Given problem: State how many lines in the records below contain the string "rock", giving only the number.

Stored data entries:
--- Begin ---

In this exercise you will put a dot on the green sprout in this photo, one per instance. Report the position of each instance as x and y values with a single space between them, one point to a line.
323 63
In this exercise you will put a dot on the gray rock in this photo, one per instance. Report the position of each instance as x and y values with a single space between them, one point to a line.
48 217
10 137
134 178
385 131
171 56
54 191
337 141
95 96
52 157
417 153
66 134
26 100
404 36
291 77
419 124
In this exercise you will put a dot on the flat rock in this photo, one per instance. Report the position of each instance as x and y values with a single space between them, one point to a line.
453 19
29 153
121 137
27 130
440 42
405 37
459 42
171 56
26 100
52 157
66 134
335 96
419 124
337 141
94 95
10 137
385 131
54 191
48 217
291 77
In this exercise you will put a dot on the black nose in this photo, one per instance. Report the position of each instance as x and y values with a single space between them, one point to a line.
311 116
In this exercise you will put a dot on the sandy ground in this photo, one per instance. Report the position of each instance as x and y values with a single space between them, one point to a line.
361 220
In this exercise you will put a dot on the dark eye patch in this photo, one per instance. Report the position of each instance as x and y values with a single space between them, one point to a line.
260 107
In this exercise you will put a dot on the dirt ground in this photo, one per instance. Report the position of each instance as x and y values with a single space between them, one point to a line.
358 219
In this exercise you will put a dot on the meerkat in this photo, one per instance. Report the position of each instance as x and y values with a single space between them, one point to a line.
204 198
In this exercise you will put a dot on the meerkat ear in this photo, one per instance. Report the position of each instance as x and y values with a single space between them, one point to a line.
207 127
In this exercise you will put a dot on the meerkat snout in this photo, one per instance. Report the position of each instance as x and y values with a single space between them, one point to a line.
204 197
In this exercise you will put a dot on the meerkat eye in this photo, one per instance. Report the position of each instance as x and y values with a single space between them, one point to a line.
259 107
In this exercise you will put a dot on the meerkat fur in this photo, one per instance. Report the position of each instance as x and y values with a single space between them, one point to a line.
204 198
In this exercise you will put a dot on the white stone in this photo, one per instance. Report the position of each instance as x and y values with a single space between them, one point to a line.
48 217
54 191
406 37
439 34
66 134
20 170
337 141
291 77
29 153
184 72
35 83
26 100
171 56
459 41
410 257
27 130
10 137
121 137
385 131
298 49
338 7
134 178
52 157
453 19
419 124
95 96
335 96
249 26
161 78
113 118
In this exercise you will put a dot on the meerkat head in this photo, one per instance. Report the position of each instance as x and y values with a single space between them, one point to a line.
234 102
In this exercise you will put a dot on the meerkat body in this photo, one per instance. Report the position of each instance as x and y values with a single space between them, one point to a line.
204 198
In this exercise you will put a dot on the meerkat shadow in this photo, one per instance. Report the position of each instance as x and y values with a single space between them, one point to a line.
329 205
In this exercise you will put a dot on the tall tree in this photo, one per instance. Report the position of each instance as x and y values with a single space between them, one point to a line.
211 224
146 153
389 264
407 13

--- End ---
--- Begin ---

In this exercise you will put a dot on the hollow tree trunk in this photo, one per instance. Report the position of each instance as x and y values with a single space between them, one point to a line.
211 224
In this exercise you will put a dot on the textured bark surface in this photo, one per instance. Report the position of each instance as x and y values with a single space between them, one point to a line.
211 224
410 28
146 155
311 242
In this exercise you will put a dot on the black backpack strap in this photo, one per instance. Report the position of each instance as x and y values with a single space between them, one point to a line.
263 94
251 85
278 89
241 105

--- End ---

In response: 2